§ **Selected passage**
++++++++++

So my question is – a few of them, really. What are your views on threats and opportunities for the Kenyan economy? How should the Kenyan government support employment in tech, including effort to strength the ICT-enabling environment? What are opportunities for increased trade and investment? And what is your vision for Kenya’s engagement in the African Continental Free Trade Area? Does the bilateral U.S.-Kenya Free Trade Agreement discussed under President Trump come into conflict with the AFCFTA? And finally, what are your thoughts on the African Growth and Opportunity Act? We’ll start with those, and then we’ll come back for another –
Deputy President Ruto: Quite a bunch, eh?
Mr. Dizolele: Yes. You are running for office. Kenyans want to know. (Laughter.) And we want to know in Washington.
Deputy President Ruto: OK. Let me begin where you started, all right? And that was what do I see? What are the opportunities? What are the challenges? We have tremendous opportunity in the whole space that we currently sit. We built a base, a solid base, in our first term. We have a robust infrastructure development at the moment, 700 kilometers of new Standard Gauge Railway, 10,000 kilometers of tarmac. We have a robust electricity connection around the country. We have built a solid education and training facilities, including what we recently concluded, about 150 technical training colleges around the country, to equip our young people with skills and competences. So we have laid a firm foundation which, in my opinion, is an opportunity.

++++++++++

§ **Stored data**
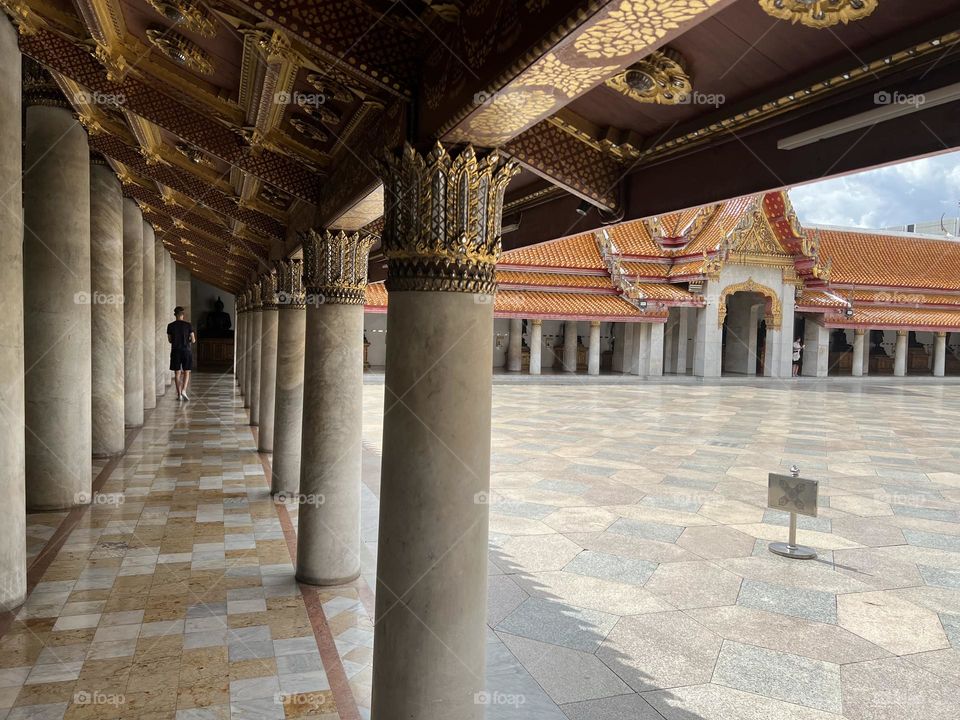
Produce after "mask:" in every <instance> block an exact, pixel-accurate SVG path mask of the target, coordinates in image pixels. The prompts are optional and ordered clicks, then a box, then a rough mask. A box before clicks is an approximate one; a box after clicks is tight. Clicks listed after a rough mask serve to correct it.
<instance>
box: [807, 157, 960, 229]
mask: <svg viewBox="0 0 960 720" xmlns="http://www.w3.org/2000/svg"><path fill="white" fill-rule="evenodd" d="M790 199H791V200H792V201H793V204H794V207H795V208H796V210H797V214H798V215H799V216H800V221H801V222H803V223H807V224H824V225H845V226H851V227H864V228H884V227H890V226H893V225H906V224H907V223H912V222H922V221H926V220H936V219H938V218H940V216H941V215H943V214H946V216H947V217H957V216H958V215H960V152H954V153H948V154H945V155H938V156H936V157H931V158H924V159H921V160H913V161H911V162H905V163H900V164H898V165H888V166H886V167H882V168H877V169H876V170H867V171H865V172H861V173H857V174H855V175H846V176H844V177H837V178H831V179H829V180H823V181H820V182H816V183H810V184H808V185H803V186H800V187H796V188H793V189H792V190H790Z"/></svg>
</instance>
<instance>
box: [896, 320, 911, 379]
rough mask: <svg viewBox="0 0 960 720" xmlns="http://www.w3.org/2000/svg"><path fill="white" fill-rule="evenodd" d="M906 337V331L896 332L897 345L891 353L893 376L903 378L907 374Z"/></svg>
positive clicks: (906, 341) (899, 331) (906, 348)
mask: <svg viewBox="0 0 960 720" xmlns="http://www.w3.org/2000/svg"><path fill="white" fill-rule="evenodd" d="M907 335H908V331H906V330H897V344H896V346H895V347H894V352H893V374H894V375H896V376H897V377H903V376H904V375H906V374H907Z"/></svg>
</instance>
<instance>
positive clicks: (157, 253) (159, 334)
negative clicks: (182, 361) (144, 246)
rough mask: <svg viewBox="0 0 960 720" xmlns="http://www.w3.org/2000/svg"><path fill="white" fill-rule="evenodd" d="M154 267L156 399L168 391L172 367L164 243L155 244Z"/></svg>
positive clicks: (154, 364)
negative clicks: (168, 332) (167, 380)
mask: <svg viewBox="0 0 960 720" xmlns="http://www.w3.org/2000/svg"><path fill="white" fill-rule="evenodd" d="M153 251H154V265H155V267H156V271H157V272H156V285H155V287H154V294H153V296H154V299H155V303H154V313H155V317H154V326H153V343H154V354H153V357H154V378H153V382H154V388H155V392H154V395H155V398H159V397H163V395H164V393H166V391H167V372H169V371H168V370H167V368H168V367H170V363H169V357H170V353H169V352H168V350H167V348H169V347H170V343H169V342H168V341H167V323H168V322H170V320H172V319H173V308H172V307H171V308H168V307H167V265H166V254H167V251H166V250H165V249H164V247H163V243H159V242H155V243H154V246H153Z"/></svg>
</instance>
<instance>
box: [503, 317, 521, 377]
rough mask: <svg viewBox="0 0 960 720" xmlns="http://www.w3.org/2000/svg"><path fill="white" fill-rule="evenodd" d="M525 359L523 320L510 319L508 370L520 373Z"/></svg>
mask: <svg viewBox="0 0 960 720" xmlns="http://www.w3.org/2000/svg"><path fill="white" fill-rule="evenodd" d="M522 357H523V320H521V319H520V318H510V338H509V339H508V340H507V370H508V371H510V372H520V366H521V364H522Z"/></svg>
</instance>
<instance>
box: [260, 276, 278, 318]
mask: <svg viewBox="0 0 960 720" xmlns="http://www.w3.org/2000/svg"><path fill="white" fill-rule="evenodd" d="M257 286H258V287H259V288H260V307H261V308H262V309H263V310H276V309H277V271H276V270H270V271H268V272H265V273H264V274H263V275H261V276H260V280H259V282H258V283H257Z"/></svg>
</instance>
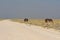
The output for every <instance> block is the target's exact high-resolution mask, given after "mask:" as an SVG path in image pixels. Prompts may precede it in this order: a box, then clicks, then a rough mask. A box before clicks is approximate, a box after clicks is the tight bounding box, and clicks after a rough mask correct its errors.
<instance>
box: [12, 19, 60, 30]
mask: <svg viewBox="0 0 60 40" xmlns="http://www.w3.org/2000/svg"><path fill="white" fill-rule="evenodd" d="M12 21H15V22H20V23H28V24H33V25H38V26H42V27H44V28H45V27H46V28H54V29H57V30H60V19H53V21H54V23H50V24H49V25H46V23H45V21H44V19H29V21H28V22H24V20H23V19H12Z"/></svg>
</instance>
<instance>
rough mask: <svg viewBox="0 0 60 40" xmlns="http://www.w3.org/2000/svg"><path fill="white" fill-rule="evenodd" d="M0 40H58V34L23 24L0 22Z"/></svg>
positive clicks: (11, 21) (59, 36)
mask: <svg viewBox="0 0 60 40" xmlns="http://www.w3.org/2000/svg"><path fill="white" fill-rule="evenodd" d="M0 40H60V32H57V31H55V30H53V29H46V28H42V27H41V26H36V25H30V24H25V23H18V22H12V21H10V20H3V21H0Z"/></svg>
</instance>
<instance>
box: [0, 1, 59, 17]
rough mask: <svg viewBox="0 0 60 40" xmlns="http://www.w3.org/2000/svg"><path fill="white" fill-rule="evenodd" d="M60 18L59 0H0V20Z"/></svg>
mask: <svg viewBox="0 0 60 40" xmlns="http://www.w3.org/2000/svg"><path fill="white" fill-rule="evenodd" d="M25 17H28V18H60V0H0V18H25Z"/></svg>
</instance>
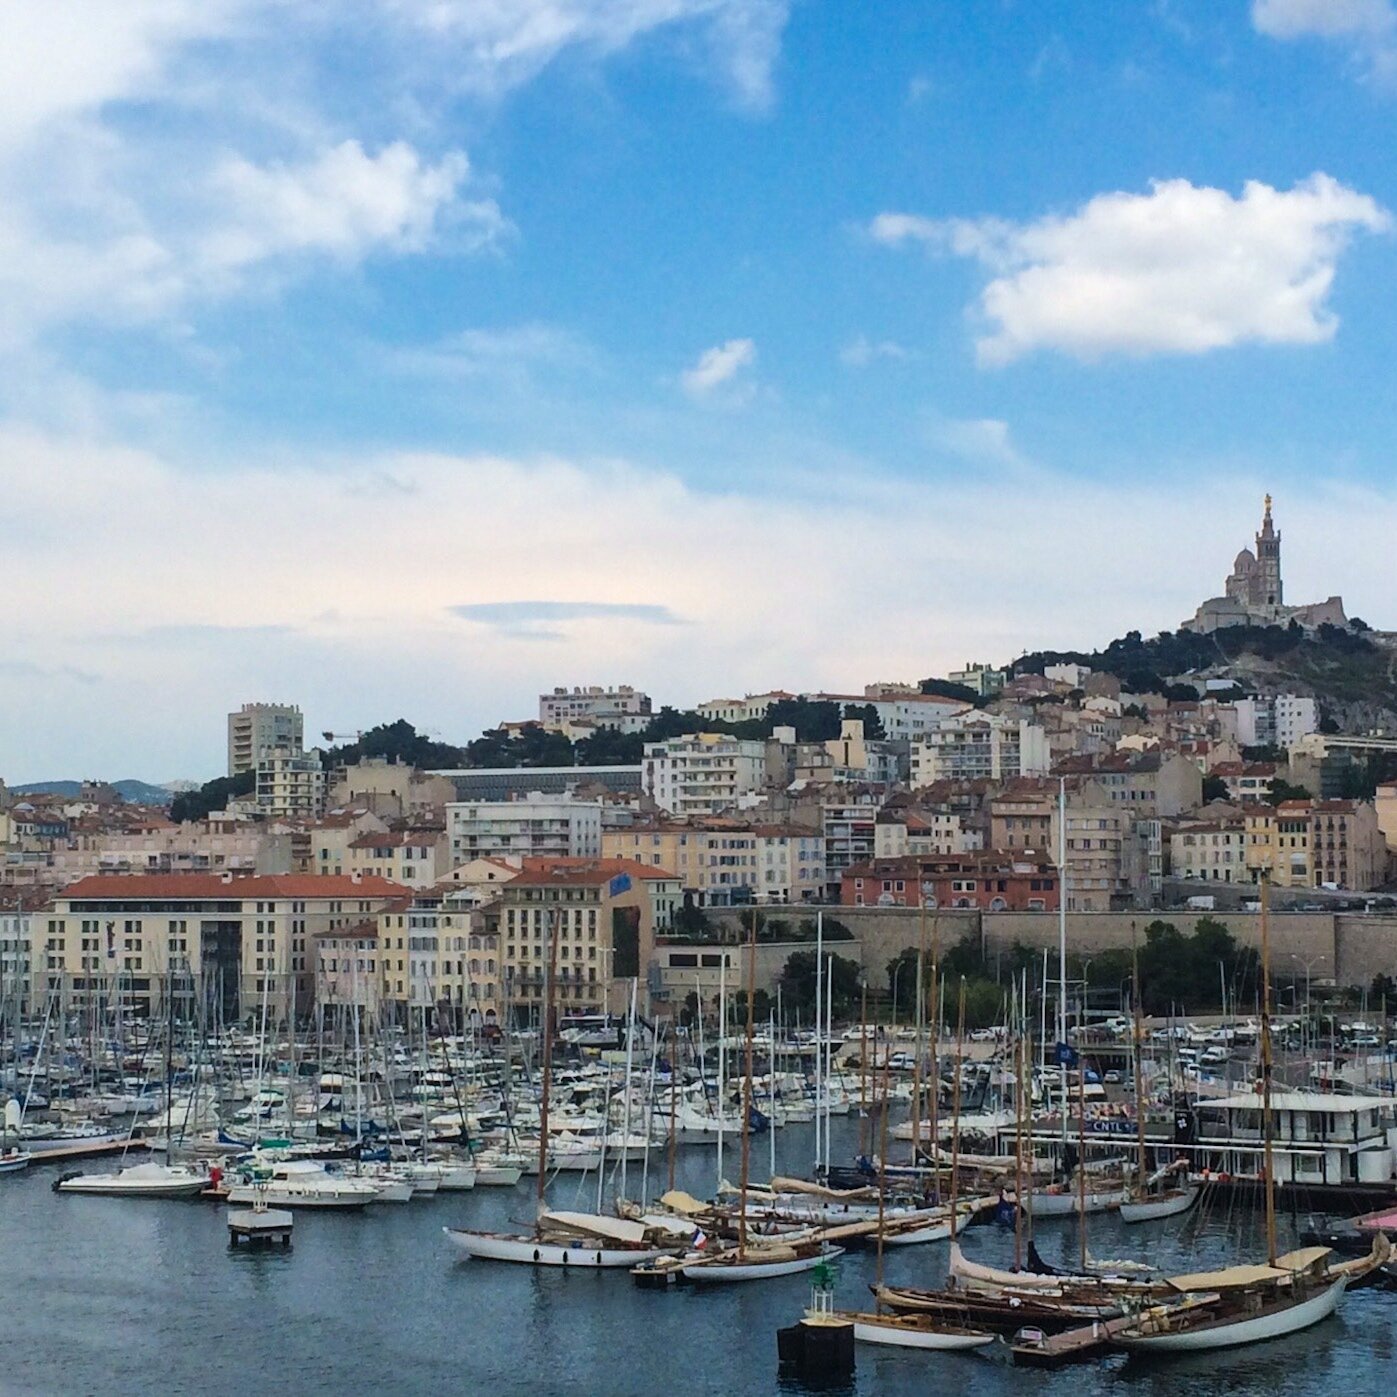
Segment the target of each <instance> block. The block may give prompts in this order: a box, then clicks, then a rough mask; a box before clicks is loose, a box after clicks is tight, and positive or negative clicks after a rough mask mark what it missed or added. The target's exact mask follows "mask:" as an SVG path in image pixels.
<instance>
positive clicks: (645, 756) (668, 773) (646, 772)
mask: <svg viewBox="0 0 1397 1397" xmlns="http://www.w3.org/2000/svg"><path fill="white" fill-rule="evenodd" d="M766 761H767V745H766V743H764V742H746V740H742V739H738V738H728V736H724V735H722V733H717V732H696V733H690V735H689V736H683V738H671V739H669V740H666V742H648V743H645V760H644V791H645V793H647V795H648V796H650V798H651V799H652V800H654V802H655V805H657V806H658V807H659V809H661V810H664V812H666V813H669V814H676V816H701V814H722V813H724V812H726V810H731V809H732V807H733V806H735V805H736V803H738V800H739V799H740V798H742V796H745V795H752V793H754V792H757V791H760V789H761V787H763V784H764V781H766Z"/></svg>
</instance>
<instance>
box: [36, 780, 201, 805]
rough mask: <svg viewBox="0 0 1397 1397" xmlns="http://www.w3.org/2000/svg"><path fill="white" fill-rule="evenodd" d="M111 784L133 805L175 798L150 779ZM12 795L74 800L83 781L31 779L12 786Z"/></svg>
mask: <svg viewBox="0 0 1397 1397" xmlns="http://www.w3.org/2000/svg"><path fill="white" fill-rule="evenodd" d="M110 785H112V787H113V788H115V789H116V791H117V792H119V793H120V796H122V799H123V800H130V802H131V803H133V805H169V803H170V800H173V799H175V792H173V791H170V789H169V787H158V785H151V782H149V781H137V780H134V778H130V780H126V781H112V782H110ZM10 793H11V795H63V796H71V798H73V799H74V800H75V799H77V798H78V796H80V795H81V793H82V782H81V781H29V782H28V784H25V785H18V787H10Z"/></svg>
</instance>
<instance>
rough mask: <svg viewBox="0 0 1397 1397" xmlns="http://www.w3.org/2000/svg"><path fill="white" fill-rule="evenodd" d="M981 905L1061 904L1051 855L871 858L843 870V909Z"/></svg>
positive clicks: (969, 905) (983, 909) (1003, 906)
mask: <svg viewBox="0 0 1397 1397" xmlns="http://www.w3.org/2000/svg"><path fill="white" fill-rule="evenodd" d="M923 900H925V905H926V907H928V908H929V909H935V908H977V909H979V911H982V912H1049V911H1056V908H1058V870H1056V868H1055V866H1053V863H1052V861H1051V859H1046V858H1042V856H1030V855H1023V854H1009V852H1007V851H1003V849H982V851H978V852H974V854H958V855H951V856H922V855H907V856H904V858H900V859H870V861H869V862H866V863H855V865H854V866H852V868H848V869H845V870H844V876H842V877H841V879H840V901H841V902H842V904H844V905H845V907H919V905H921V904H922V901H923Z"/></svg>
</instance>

++++++++++

§ **Brief 1**
Answer these from the Kenya economy transcript, one line each:
(a) How many kilometers of new Standard Gauge Railway does Ruto mention?
(b) About how many technical training colleges were recently concluded?
(c) What does Mr. Dizolele say Ruto is doing?
§ **Brief 2**
Swap "Washington" for "Nairobi" and write out everything from "So my question" down to "know in Washington." in the Kenya economy transcript.
§ **Brief 3**
Carry on the Kenya economy transcript from the last sentence shown.

§ **Final answer 1**
(a) 700 kilometers
(b) About 150
(c) Running for office

§ **Final answer 2**
So my question is – a few of them, really. What are your views on threats and opportunities for the Kenyan economy? How should the Kenyan government support employment in tech, including effort to strength the ICT-enabling environment? What are opportunities for increased trade and investment? And what is your vision for Kenya’s engagement in the African Continental Free Trade Area? Does the bilateral U.S.-Kenya Free Trade Agreement discussed under President Trump come into conflict with the AFCFTA? And finally, what are your thoughts on the African Growth and Opportunity Act? We’ll start with those, and then we’ll come back for another –
Deputy President Ruto: Quite a bunch, eh?
Mr. Dizolele: Yes. You are running for office. Kenyans want to know. (Laughter.) And we want to know in Nairobi.

§ **Final answer 3**
We also – because of that foundation, there is huge opportunity in our young people, in the demographic divided around our young people. We have amongst the youngest populations. We have amongst the best trained and very educated population. Depending on what you do with it, it can either be a challenge or it can be an opportunity. I want to consider it an opportunity. And that is why in the plan that I see Kenya going, we will be deploying resources to ensure that the infrastructure we are building is labor intensive. And in my estimation, the 4 million young people out of college, school and university, that is an opportunity we need to tap into, by making sure that we engage them.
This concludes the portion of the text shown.